Dataset content below:

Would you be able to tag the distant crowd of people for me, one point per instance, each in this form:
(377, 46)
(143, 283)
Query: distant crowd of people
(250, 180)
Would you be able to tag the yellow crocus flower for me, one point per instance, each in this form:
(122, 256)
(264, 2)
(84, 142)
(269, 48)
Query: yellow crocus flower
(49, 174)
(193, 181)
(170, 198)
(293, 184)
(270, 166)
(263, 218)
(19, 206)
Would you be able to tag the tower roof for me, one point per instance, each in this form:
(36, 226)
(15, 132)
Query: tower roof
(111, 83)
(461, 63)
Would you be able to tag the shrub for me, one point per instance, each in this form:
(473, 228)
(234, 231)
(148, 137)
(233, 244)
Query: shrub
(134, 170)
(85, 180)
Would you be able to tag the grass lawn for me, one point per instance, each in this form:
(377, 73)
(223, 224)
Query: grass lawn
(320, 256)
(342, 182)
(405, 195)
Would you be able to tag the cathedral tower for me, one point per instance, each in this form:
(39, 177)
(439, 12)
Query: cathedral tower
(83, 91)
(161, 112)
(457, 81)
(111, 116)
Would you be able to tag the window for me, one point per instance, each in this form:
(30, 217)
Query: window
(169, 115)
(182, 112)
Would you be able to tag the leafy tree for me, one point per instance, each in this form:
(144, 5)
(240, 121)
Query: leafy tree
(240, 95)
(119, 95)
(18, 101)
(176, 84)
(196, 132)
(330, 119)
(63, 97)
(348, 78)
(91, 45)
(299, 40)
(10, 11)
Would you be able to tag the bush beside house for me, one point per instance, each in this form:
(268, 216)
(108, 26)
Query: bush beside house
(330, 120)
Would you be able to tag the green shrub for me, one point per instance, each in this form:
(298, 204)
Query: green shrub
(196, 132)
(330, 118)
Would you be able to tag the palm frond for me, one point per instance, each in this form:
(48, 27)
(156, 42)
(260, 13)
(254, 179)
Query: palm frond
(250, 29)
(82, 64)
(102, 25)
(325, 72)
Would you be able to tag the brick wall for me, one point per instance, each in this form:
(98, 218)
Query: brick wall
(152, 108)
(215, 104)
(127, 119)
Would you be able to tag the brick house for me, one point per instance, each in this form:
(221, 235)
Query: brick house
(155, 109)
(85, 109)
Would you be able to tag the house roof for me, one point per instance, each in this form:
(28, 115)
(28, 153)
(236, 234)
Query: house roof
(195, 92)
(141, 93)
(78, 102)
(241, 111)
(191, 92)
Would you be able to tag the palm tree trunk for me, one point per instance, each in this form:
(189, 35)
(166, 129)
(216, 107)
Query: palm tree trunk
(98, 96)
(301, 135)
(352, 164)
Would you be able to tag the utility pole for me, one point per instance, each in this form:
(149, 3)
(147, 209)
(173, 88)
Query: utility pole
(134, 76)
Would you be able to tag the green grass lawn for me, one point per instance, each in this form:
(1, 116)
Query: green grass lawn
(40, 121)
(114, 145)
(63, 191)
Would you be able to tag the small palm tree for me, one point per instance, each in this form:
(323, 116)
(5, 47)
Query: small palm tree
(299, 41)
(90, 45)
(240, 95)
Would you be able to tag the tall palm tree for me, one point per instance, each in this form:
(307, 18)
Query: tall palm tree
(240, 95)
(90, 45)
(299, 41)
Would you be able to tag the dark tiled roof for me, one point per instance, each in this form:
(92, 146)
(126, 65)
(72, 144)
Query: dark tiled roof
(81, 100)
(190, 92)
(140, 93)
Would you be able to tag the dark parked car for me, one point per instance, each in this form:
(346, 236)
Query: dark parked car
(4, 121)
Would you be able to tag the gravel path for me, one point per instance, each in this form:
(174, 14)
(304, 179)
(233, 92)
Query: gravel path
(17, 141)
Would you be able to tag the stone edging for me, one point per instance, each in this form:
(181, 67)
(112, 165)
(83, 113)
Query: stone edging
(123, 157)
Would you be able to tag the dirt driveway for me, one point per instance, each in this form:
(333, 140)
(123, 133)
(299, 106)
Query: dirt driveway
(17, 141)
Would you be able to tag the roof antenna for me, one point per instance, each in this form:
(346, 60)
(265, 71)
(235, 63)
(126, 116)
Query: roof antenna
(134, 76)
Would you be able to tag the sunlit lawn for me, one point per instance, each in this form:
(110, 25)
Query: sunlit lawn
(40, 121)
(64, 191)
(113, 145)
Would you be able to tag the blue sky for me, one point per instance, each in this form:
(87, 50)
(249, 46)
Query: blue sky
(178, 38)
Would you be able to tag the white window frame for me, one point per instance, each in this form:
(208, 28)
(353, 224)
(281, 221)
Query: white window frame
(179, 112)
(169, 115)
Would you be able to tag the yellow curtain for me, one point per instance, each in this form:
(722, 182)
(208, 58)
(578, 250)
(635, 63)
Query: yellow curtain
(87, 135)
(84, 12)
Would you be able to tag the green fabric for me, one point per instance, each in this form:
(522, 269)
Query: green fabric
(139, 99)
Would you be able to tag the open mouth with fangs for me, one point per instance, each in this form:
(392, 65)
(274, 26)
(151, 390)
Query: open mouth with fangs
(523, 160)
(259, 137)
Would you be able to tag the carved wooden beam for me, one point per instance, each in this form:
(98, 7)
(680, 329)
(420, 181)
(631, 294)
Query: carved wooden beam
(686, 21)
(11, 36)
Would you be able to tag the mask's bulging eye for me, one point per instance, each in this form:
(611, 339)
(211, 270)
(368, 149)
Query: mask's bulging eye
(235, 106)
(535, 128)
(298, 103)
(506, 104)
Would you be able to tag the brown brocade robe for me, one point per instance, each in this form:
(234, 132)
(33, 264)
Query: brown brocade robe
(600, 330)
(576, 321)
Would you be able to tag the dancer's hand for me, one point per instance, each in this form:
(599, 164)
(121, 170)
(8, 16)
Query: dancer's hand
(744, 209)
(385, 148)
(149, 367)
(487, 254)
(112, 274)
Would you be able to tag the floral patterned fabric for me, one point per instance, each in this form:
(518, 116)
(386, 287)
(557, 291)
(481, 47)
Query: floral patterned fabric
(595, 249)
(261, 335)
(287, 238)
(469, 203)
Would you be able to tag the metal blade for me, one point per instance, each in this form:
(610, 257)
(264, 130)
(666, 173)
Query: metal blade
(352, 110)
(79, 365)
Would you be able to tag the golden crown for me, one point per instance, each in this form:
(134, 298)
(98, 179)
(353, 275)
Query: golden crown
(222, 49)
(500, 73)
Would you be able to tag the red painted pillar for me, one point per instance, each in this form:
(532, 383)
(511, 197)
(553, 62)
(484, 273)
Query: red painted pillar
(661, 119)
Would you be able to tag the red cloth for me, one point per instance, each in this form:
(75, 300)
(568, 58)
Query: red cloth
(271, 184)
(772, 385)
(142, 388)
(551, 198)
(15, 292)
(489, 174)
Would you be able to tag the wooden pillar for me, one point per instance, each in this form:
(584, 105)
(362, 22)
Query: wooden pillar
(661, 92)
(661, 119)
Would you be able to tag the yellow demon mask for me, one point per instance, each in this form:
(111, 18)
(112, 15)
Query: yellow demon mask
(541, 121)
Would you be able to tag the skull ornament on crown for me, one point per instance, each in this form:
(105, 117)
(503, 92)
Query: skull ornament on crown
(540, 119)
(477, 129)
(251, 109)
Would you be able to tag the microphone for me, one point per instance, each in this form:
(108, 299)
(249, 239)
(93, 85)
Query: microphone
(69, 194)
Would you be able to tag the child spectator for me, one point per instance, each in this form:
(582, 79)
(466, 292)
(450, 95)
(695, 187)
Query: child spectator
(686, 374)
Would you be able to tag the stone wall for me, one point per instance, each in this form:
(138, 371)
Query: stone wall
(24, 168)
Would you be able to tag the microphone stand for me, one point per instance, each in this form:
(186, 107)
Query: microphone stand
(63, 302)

End of Dataset content.

**Exercise aim:** Please repeat the listing above in full and exactly.

**Task output:**
Would you be able to tag the distant crowd of people for me, one point per instance, each in this form:
(377, 46)
(143, 283)
Query: distant crowd of people
(250, 180)
Would you be able to tag the yellow crocus flower for me, one point per instance, each in this form:
(122, 256)
(264, 2)
(84, 142)
(269, 48)
Query: yellow crocus flower
(49, 174)
(193, 181)
(170, 198)
(293, 184)
(270, 166)
(263, 218)
(19, 206)
Would you be able to tag the tower roof for me, one point per instance, each in this form:
(36, 226)
(15, 132)
Query: tower roof
(111, 83)
(461, 63)
Would you be able to tag the shrub for me, one point per instance, each in this form:
(473, 228)
(234, 231)
(148, 137)
(233, 244)
Query: shrub
(134, 170)
(85, 180)
Would you be able to tag the grass lawn for me, one point per instance, each in this form:
(377, 73)
(223, 224)
Query: grass lawn
(320, 256)
(342, 182)
(405, 195)
Would you be able to tag the cathedral tower for me, one point per instance, each in this form:
(39, 177)
(439, 12)
Query: cathedral tower
(83, 91)
(161, 112)
(457, 81)
(111, 116)
Would you be able to tag the window for me, one point per instance, each in this form:
(30, 217)
Query: window
(169, 115)
(182, 112)
Would you be able to tag the leafy tree for me, one point per instance, each in this form:
(144, 5)
(240, 121)
Query: leafy tree
(240, 95)
(119, 95)
(18, 101)
(176, 84)
(196, 132)
(330, 119)
(63, 97)
(348, 78)
(91, 45)
(299, 40)
(10, 11)
Would you be able to tag the bush beside house for me, one point per instance, each in this form:
(268, 216)
(108, 26)
Query: bush beside house
(330, 120)
Would you be able to tag the green shrub for me, one point per instance, each in this form:
(298, 204)
Query: green shrub
(196, 132)
(330, 118)
Would you be able to tag the palm frond for me, one point per instance, each in this form:
(48, 27)
(156, 42)
(260, 13)
(254, 179)
Query: palm frond
(250, 29)
(82, 64)
(102, 25)
(325, 72)
Would you be able to tag the brick wall for me, one point per instance, each in this form:
(98, 218)
Query: brick wall
(152, 108)
(215, 104)
(127, 119)
Would you be able to tag the brick house for me, one point per instance, each in this form:
(221, 235)
Query: brick house
(155, 109)
(85, 109)
Would you be able to tag the house roof for me, one point per instance, each in this form:
(28, 115)
(28, 153)
(236, 234)
Query: house roof
(195, 92)
(141, 93)
(78, 102)
(241, 111)
(191, 92)
Would you be able to tag the palm tree trunk for me, one point per instance, each in this form:
(189, 35)
(166, 129)
(216, 107)
Query: palm tree trunk
(98, 96)
(301, 135)
(352, 164)
Would you be able to tag the utility pole for me, one point per instance, each in this form:
(149, 3)
(147, 209)
(173, 88)
Query: utility pole
(134, 76)
Would you be able to tag the green grass lawn for me, one point per instance, each in this form:
(1, 116)
Query: green grass lawn
(40, 121)
(114, 145)
(63, 191)
Would you be able to tag the small palm tree for me, one point per instance, each in this form:
(323, 116)
(5, 47)
Query: small palm tree
(299, 41)
(90, 45)
(240, 95)
Would you be able to tag the tall palm tree for me, one point per instance, each in this form:
(307, 18)
Query: tall palm tree
(240, 95)
(90, 45)
(299, 41)
Would you be able to tag the dark tiled roof for me, one point per instance, each in this form:
(92, 146)
(126, 65)
(72, 144)
Query: dark tiled roof
(81, 100)
(190, 92)
(140, 93)
Would you be able to tag the dark parked car for me, one point per instance, each in this form:
(346, 236)
Query: dark parked car
(4, 121)
Would you be able to tag the gravel path for me, one point per instance, each in this form:
(174, 14)
(304, 179)
(233, 92)
Query: gravel path
(17, 141)
Would you be able to tag the stone edging for me, one point per instance, each in this form:
(181, 67)
(112, 165)
(83, 113)
Query: stone edging
(123, 157)
Would you be able to tag the dirt driveway for me, one point per instance, each in this form:
(333, 140)
(123, 133)
(299, 106)
Query: dirt driveway
(17, 141)
Would you be able to tag the roof antenna for me, one point per instance, each in this form:
(346, 60)
(265, 71)
(235, 63)
(126, 116)
Query: roof antenna
(134, 76)
Would you be able to tag the sunlit lawn for me, one point per instance, each in this form:
(110, 25)
Query: sunlit lawn
(40, 121)
(64, 191)
(113, 145)
Would you be able to tag the blue sky for me, one point per instance, each in this form:
(87, 50)
(249, 46)
Query: blue sky
(178, 38)
Would you be able to tag the white window frame for me, one point per instance, each in this form:
(208, 28)
(353, 224)
(281, 221)
Query: white window frame
(179, 112)
(169, 115)
Would you be able to tag the yellow curtain for me, one point per instance, each in this form:
(722, 182)
(208, 58)
(578, 250)
(635, 63)
Query: yellow curtain
(87, 135)
(84, 12)
Would you be able to tag the green fabric for me, one point per instance, each in this form:
(522, 269)
Query: green fabric
(139, 99)
Would you be able to tag the open mouth with fangs for me, one point per instance, each in this form:
(392, 65)
(274, 26)
(151, 390)
Query: open mouth with fangs
(523, 160)
(259, 137)
Would you be able to tag the carved wooden beam for me, one point per instance, each in this form:
(98, 7)
(680, 329)
(420, 181)
(631, 294)
Query: carved wooden beam
(686, 21)
(11, 36)
Would you be able to tag the mask's bulging eye for me, one point per instance, each in this form:
(611, 339)
(211, 270)
(368, 149)
Query: mask's bulging eye
(235, 106)
(535, 128)
(298, 103)
(506, 104)
Would you be able to tag the brown brocade robe for me, one point per instance, each in this form:
(234, 132)
(33, 264)
Query: brown brocade robe
(600, 330)
(576, 321)
Would you be able to tag the dancer's hand for me, one point per instance, each in this form:
(599, 164)
(121, 170)
(8, 16)
Query: dancer's hand
(744, 209)
(385, 148)
(149, 367)
(487, 254)
(112, 274)
Would you be able to tag the floral patterned fabric for me, one point per instance, each in this form:
(518, 116)
(386, 287)
(557, 291)
(481, 47)
Query: floral patterned fabric
(595, 249)
(261, 335)
(287, 238)
(469, 203)
Would you be able to tag the metal blade for me, one point per instance, each in this form:
(610, 257)
(264, 130)
(666, 173)
Query: metal blade
(352, 110)
(79, 365)
Would you be able to tag the golden crown for me, one point per instance, each in this form:
(134, 298)
(98, 179)
(353, 275)
Query: golden crown
(222, 49)
(500, 73)
Would you be able to tag the red painted pillar for me, one point per instance, each in this form:
(532, 383)
(511, 197)
(553, 62)
(484, 273)
Query: red painted pillar
(661, 119)
Would you be able to tag the red cloth for me, one point per instance, each in this form:
(75, 300)
(568, 58)
Query: red cloth
(271, 184)
(772, 385)
(142, 388)
(551, 198)
(15, 292)
(489, 174)
Would you be able to tag the wooden pillar for me, one point per instance, each in this form:
(584, 105)
(362, 22)
Query: wooden pillar
(661, 92)
(661, 119)
Would you be able to tag the yellow demon mask for me, one point per instance, each in this form:
(111, 18)
(112, 15)
Query: yellow demon mask
(541, 121)
Would you be able to tag the skull ornament on crown for me, one point per instance, each in this form:
(105, 117)
(503, 92)
Query: skull ornament on crown
(540, 119)
(477, 129)
(251, 109)
Would you be able to tag the microphone for me, one point per instance, each in this form:
(108, 299)
(249, 239)
(93, 85)
Query: microphone
(69, 194)
Would you be able to tag the child spectator for me, one point per instance, each in this form:
(582, 79)
(466, 292)
(450, 95)
(695, 187)
Query: child spectator
(686, 374)
Would you be able to tag the stone wall for me, one point per instance, each in this form:
(138, 371)
Query: stone wall
(24, 168)
Would you be able to tag the microphone stand for me, one point per instance, each in this form:
(186, 107)
Query: microphone stand
(63, 302)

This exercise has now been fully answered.